● Work instruction
The entries below need to be transcribed exactly, without their images.

####

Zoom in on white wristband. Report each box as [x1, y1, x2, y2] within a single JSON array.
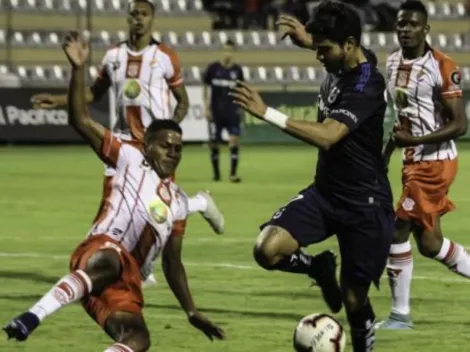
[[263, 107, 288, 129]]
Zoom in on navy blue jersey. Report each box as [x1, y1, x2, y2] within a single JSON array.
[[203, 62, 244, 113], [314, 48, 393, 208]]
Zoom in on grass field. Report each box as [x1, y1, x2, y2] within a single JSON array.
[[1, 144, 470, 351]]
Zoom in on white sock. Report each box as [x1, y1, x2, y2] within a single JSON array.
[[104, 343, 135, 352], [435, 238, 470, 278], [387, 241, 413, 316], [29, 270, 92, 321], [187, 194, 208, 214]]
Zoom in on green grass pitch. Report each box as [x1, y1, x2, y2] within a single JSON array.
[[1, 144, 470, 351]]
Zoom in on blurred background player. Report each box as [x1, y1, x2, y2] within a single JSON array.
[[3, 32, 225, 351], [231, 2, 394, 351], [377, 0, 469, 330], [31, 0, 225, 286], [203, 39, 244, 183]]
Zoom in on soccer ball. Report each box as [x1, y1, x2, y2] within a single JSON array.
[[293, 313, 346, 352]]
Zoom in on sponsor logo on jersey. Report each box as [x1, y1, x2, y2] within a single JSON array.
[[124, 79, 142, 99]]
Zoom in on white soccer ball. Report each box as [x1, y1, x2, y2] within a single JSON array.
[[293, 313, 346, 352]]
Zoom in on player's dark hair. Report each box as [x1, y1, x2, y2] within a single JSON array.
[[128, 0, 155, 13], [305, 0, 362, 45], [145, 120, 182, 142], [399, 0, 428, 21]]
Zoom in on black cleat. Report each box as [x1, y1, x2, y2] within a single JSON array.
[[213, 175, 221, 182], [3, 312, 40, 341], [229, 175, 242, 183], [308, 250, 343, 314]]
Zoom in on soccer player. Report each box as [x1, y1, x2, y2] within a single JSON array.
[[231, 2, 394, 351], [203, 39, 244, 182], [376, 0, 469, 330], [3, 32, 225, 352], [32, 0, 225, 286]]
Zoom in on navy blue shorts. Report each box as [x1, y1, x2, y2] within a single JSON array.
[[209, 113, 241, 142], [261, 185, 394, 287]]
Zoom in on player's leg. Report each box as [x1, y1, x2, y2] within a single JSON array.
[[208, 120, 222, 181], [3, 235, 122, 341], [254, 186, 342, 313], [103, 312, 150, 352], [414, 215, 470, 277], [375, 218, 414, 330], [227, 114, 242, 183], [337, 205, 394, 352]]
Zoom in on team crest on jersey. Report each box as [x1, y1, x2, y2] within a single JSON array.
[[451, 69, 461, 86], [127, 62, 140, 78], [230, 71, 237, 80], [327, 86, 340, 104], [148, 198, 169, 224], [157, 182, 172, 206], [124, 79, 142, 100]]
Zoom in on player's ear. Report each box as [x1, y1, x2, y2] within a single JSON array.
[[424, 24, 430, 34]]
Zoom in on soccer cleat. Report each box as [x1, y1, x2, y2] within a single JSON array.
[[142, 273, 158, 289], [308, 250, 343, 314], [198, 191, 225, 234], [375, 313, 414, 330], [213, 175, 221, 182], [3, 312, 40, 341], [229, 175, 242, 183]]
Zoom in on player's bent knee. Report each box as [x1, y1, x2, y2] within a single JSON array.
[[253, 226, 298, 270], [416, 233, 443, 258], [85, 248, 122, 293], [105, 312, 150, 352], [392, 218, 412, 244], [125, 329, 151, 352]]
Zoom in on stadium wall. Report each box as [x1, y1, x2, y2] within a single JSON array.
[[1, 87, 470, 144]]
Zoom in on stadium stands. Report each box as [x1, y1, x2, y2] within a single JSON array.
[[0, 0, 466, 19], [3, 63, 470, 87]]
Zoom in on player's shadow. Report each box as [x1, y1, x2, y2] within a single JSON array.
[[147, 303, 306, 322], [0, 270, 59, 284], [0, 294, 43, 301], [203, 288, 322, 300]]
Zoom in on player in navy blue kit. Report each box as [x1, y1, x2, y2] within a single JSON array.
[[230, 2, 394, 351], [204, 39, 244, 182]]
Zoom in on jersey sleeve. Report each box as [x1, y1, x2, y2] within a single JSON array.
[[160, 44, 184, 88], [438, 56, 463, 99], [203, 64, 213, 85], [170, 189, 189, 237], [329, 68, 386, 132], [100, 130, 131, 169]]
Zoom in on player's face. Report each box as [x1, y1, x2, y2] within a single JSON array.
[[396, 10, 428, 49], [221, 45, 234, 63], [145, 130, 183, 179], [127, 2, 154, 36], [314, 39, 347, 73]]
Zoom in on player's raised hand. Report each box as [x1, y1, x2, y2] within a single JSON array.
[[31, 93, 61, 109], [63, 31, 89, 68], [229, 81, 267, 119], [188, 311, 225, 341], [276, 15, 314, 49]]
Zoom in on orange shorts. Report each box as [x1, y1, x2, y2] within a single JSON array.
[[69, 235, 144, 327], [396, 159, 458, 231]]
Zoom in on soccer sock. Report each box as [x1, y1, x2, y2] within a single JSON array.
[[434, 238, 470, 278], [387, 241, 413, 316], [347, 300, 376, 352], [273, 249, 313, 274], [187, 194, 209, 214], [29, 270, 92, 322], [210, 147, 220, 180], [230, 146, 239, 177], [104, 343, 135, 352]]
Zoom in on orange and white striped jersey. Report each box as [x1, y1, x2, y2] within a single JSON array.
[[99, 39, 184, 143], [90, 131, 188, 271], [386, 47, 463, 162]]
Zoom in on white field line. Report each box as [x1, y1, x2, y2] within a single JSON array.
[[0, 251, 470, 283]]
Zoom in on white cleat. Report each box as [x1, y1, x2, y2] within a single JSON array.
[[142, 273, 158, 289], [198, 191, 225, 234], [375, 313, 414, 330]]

####

● Output
Zoom in on white wristband. Report each box as [x1, y1, x2, y2] within a single JSON array.
[[263, 107, 288, 129]]
Zoom in on navy blue jersey. Report each box as [x1, y1, x2, y2] within a single JSON array.
[[203, 62, 244, 113], [314, 48, 393, 208]]
Zoom in on grass field. Report each box as [x1, y1, x2, y2] within a single JSON array.
[[1, 144, 470, 351]]
Zoom in on white sock. Report each box as [x1, y1, x2, y2] within a single JSON array.
[[104, 343, 135, 352], [435, 238, 470, 278], [387, 241, 413, 316], [29, 270, 92, 321], [187, 194, 208, 214]]
Zoom in on green grass pitch. Report each box as [x1, y1, x2, y2] within a single JSON array.
[[1, 144, 470, 351]]
Zoom in on blurred background player. Report each box as [x1, y1, x2, y2] within a single JSON array.
[[3, 32, 225, 351], [231, 2, 394, 351], [377, 0, 469, 330], [31, 0, 225, 286], [203, 39, 244, 183]]
Zoom in on soccer ball. Report each box as [x1, y1, x2, y2] within a single JSON array.
[[293, 313, 346, 352]]
Zoom in on sponsor logo on jersey. Report each box as [x1, y1, x2, y2] within a single JSON array.
[[124, 79, 142, 99]]
Zoom in on white soccer ball. Report each box as [x1, y1, x2, y2] within a single JSON array.
[[293, 313, 346, 352]]
Zoom in on player's dark hair. Report each box as [x1, y1, x2, y2] within a single JSON array.
[[128, 0, 155, 13], [305, 0, 362, 45], [145, 120, 182, 142], [399, 0, 428, 21]]
Zoom in on black cleat. Report each box as [x1, y1, x2, y2] within a single JSON array.
[[213, 175, 221, 182], [3, 312, 40, 341], [229, 175, 242, 183], [308, 250, 343, 314]]
Zoom in on soccer player. Report each box as [x1, y1, x2, y2] within a single JSON array.
[[231, 2, 394, 351], [203, 39, 244, 182], [376, 0, 469, 330], [3, 32, 225, 352], [32, 0, 225, 286]]
Zoom in on navy blue shorts. Report each box as [x1, y1, x2, y2] within a single JSON array.
[[209, 113, 241, 142], [261, 185, 394, 287]]
Zoom in on player's leg. Report each box as [x1, y1, x2, y2] within a single JSON array.
[[208, 120, 222, 181], [3, 235, 122, 341], [254, 186, 342, 313], [103, 312, 150, 352], [414, 215, 470, 277], [375, 218, 414, 330], [227, 114, 242, 183], [337, 205, 394, 352]]
Zoom in on team crest on jersey. Report each box as [x1, y1, x2, y2] within a single JSON array.
[[451, 69, 461, 86], [127, 62, 140, 78], [230, 71, 237, 80], [327, 86, 340, 104], [148, 198, 169, 224], [157, 182, 172, 206], [124, 79, 142, 100]]
Zoom in on player's ear. Report each box as [x1, y1, x2, y2] within a single JSON array.
[[424, 24, 430, 34]]
Zoom in on soccer cleat. Report each box as [x1, y1, x2, y2] within a single JSON array.
[[142, 273, 158, 289], [308, 250, 343, 314], [198, 191, 225, 234], [375, 313, 414, 330], [213, 175, 221, 182], [3, 312, 40, 341], [229, 175, 242, 183]]
Zoom in on player's bent knee. Report each box as [x1, y1, x2, y2] within a single JSON array.
[[253, 226, 298, 270], [416, 233, 443, 258], [85, 248, 122, 293], [105, 312, 150, 352], [392, 218, 412, 244], [125, 329, 151, 352]]
Zoom in on stadium wall. Report each box as [x1, y1, x2, y2] within a single JSON array.
[[1, 87, 470, 144]]
Zoom in on stadium stands. Report each box as [x1, y1, x2, y2] within a single JSON array.
[[0, 0, 466, 19], [3, 63, 470, 87]]
Zoom in on player's shadow. Report each box as [x1, y1, x2, y2] within a single JSON array.
[[147, 303, 306, 322], [0, 270, 59, 284], [0, 294, 43, 301], [203, 288, 322, 300]]
Zoom in on player in navy blue kit. Report each box as [x1, y1, x2, y2] within a single JSON array.
[[230, 2, 394, 351], [204, 39, 244, 182]]
Zoom in on jersey sleeve. Report each box as [x1, y1, x2, y2] within a single JSON array.
[[160, 44, 184, 88], [438, 56, 463, 99], [203, 64, 213, 85], [170, 189, 189, 237], [329, 68, 386, 132], [100, 130, 131, 169]]
Zoom in on player's face. Report each box as [x1, y1, x2, y2] within a single JSON array.
[[396, 10, 428, 49], [221, 45, 234, 63], [145, 130, 183, 179], [127, 2, 154, 36], [314, 39, 347, 73]]
Zoom in on player's raised hand. Report each box as [x1, y1, x2, y2] within a single JSON array.
[[31, 93, 61, 109], [63, 31, 89, 68], [229, 81, 267, 119], [188, 311, 225, 341], [276, 15, 314, 49]]
Zoom in on orange shorts. Report each box as [x1, y1, x2, y2] within a single JSON array.
[[69, 235, 144, 327], [396, 159, 458, 231]]
Zoom in on soccer sock. Report each box as [x1, y1, x2, y2] within a single JSON array.
[[434, 238, 470, 278], [387, 241, 413, 316], [347, 300, 376, 352], [273, 249, 313, 274], [187, 194, 209, 214], [29, 270, 92, 322], [210, 147, 220, 180], [230, 146, 239, 177], [104, 343, 135, 352]]
Zoom in on orange and white striped jersey. Report each box as [x1, y1, x2, y2] within a single JSON array.
[[99, 39, 184, 143], [90, 131, 188, 271], [386, 47, 463, 162]]
Zoom in on white field line. Report each box as [x1, y1, x2, y2] within a single JSON array.
[[0, 251, 470, 283]]
Zoom in on white cleat. Report each box as [x1, y1, x2, y2] within a single JSON array.
[[142, 273, 158, 289], [198, 191, 225, 234], [375, 313, 414, 330]]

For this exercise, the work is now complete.